• [AIM OF THE TASK]: Read the data line by line and say how many lines contain the string "baseboard", giving the number alone.

Start of RECORDS FOR THE EXERCISE

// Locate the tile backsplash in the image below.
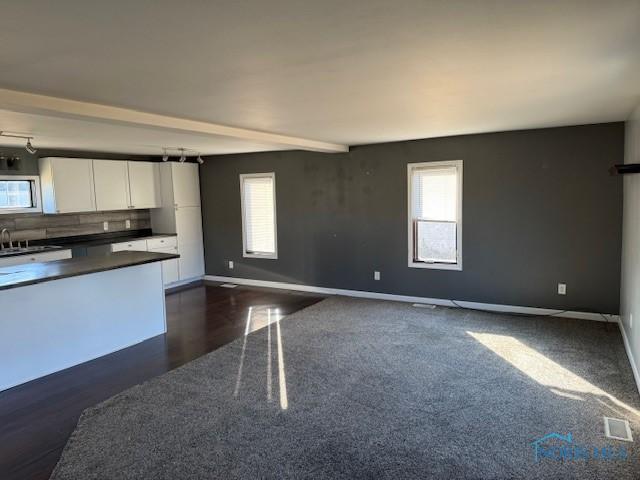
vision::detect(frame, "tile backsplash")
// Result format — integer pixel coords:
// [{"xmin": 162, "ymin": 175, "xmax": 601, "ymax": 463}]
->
[{"xmin": 0, "ymin": 210, "xmax": 151, "ymax": 243}]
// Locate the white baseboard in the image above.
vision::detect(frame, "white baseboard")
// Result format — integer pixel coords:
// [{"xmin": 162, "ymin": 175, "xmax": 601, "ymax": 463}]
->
[
  {"xmin": 165, "ymin": 276, "xmax": 204, "ymax": 290},
  {"xmin": 204, "ymin": 275, "xmax": 619, "ymax": 323},
  {"xmin": 618, "ymin": 320, "xmax": 640, "ymax": 396}
]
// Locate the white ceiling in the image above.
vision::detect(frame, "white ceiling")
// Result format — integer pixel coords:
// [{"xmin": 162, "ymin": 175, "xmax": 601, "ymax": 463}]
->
[{"xmin": 0, "ymin": 0, "xmax": 639, "ymax": 155}]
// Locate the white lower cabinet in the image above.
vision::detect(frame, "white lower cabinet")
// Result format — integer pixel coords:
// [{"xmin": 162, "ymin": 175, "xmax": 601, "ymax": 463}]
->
[
  {"xmin": 177, "ymin": 241, "xmax": 205, "ymax": 280},
  {"xmin": 0, "ymin": 249, "xmax": 72, "ymax": 268},
  {"xmin": 110, "ymin": 236, "xmax": 179, "ymax": 287},
  {"xmin": 150, "ymin": 246, "xmax": 180, "ymax": 285}
]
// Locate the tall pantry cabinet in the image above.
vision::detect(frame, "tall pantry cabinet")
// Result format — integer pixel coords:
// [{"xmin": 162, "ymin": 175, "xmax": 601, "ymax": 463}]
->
[{"xmin": 151, "ymin": 163, "xmax": 205, "ymax": 282}]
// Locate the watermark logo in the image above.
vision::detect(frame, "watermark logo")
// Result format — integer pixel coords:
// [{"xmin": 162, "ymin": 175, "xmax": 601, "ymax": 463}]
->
[{"xmin": 532, "ymin": 432, "xmax": 628, "ymax": 462}]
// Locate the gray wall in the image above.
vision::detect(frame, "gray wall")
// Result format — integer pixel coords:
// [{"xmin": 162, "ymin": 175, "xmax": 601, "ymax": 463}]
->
[{"xmin": 200, "ymin": 123, "xmax": 624, "ymax": 314}]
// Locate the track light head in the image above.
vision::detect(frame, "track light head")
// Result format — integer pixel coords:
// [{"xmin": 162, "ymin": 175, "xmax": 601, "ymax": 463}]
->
[
  {"xmin": 178, "ymin": 148, "xmax": 186, "ymax": 163},
  {"xmin": 197, "ymin": 154, "xmax": 204, "ymax": 165},
  {"xmin": 25, "ymin": 138, "xmax": 37, "ymax": 155},
  {"xmin": 162, "ymin": 148, "xmax": 169, "ymax": 162},
  {"xmin": 0, "ymin": 132, "xmax": 37, "ymax": 154}
]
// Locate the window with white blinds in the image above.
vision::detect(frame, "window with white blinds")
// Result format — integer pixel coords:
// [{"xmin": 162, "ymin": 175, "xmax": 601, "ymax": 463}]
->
[
  {"xmin": 408, "ymin": 161, "xmax": 462, "ymax": 270},
  {"xmin": 240, "ymin": 173, "xmax": 277, "ymax": 258}
]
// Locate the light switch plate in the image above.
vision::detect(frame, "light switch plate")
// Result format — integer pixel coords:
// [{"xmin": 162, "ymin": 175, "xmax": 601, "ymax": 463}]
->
[
  {"xmin": 558, "ymin": 283, "xmax": 566, "ymax": 295},
  {"xmin": 125, "ymin": 219, "xmax": 131, "ymax": 229},
  {"xmin": 374, "ymin": 271, "xmax": 381, "ymax": 281},
  {"xmin": 103, "ymin": 221, "xmax": 109, "ymax": 231},
  {"xmin": 228, "ymin": 261, "xmax": 234, "ymax": 269}
]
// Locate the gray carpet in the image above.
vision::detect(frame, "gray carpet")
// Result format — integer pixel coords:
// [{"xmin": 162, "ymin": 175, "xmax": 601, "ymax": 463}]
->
[{"xmin": 51, "ymin": 297, "xmax": 640, "ymax": 479}]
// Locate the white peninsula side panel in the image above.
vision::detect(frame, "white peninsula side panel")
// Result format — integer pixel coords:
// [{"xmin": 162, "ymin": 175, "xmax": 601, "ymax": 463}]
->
[{"xmin": 0, "ymin": 262, "xmax": 166, "ymax": 391}]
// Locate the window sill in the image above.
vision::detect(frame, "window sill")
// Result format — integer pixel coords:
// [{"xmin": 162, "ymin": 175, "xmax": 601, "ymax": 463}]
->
[
  {"xmin": 408, "ymin": 261, "xmax": 462, "ymax": 271},
  {"xmin": 243, "ymin": 252, "xmax": 278, "ymax": 260},
  {"xmin": 0, "ymin": 207, "xmax": 42, "ymax": 215}
]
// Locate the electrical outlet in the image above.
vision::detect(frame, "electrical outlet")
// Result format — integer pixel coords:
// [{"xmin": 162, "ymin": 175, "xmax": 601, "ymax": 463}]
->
[
  {"xmin": 228, "ymin": 261, "xmax": 234, "ymax": 269},
  {"xmin": 558, "ymin": 283, "xmax": 566, "ymax": 295},
  {"xmin": 125, "ymin": 219, "xmax": 131, "ymax": 229},
  {"xmin": 374, "ymin": 271, "xmax": 381, "ymax": 281},
  {"xmin": 103, "ymin": 221, "xmax": 109, "ymax": 231}
]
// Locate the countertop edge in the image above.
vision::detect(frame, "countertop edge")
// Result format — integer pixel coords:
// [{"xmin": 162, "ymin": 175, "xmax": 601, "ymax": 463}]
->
[{"xmin": 0, "ymin": 252, "xmax": 180, "ymax": 291}]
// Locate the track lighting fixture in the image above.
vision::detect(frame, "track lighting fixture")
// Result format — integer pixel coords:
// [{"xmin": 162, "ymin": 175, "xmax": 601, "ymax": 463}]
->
[
  {"xmin": 197, "ymin": 154, "xmax": 204, "ymax": 165},
  {"xmin": 25, "ymin": 138, "xmax": 37, "ymax": 154},
  {"xmin": 162, "ymin": 148, "xmax": 169, "ymax": 162},
  {"xmin": 0, "ymin": 131, "xmax": 37, "ymax": 154}
]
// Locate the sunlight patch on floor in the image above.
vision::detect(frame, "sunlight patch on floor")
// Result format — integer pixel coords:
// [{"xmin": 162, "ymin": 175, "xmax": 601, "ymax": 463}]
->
[
  {"xmin": 275, "ymin": 308, "xmax": 289, "ymax": 410},
  {"xmin": 233, "ymin": 306, "xmax": 253, "ymax": 397},
  {"xmin": 467, "ymin": 331, "xmax": 639, "ymax": 419},
  {"xmin": 233, "ymin": 306, "xmax": 288, "ymax": 410}
]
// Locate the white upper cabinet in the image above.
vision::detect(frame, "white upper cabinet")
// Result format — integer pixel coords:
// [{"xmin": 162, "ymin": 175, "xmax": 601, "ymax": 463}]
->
[
  {"xmin": 172, "ymin": 163, "xmax": 201, "ymax": 207},
  {"xmin": 93, "ymin": 160, "xmax": 131, "ymax": 211},
  {"xmin": 39, "ymin": 157, "xmax": 96, "ymax": 214},
  {"xmin": 128, "ymin": 162, "xmax": 161, "ymax": 209},
  {"xmin": 40, "ymin": 158, "xmax": 161, "ymax": 214}
]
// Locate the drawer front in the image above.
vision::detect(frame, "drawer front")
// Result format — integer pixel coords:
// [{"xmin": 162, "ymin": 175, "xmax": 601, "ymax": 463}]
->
[
  {"xmin": 32, "ymin": 250, "xmax": 73, "ymax": 262},
  {"xmin": 111, "ymin": 240, "xmax": 148, "ymax": 252},
  {"xmin": 0, "ymin": 249, "xmax": 71, "ymax": 267},
  {"xmin": 146, "ymin": 236, "xmax": 177, "ymax": 250}
]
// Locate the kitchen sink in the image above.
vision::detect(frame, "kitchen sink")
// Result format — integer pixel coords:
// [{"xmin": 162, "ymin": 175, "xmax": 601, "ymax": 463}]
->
[{"xmin": 0, "ymin": 245, "xmax": 61, "ymax": 257}]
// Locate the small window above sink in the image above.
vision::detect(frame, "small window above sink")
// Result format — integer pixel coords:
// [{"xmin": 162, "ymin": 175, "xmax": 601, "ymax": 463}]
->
[{"xmin": 0, "ymin": 175, "xmax": 42, "ymax": 214}]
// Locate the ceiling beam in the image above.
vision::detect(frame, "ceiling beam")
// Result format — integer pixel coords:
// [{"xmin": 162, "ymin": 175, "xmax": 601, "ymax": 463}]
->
[{"xmin": 0, "ymin": 88, "xmax": 348, "ymax": 154}]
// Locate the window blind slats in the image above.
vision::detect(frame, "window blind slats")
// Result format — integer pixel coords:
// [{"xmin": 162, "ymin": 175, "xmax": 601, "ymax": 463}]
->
[
  {"xmin": 412, "ymin": 166, "xmax": 457, "ymax": 222},
  {"xmin": 242, "ymin": 175, "xmax": 276, "ymax": 255}
]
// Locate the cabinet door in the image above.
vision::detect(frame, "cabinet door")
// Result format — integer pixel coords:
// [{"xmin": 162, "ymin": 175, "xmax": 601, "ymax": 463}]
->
[
  {"xmin": 175, "ymin": 206, "xmax": 204, "ymax": 280},
  {"xmin": 93, "ymin": 160, "xmax": 131, "ymax": 211},
  {"xmin": 172, "ymin": 163, "xmax": 201, "ymax": 207},
  {"xmin": 175, "ymin": 206, "xmax": 203, "ymax": 247},
  {"xmin": 128, "ymin": 162, "xmax": 160, "ymax": 209},
  {"xmin": 149, "ymin": 245, "xmax": 179, "ymax": 285},
  {"xmin": 50, "ymin": 158, "xmax": 96, "ymax": 213},
  {"xmin": 177, "ymin": 241, "xmax": 204, "ymax": 280}
]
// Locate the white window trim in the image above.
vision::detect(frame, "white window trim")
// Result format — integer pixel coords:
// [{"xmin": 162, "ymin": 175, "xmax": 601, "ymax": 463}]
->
[
  {"xmin": 407, "ymin": 160, "xmax": 463, "ymax": 271},
  {"xmin": 0, "ymin": 175, "xmax": 43, "ymax": 214},
  {"xmin": 240, "ymin": 172, "xmax": 278, "ymax": 260}
]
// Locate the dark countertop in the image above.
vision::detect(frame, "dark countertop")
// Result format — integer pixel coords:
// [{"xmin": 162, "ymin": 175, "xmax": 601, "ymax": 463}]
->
[
  {"xmin": 28, "ymin": 229, "xmax": 177, "ymax": 249},
  {"xmin": 0, "ymin": 251, "xmax": 180, "ymax": 291}
]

End of RECORDS FOR THE EXERCISE

• [TASK OUTPUT]: 2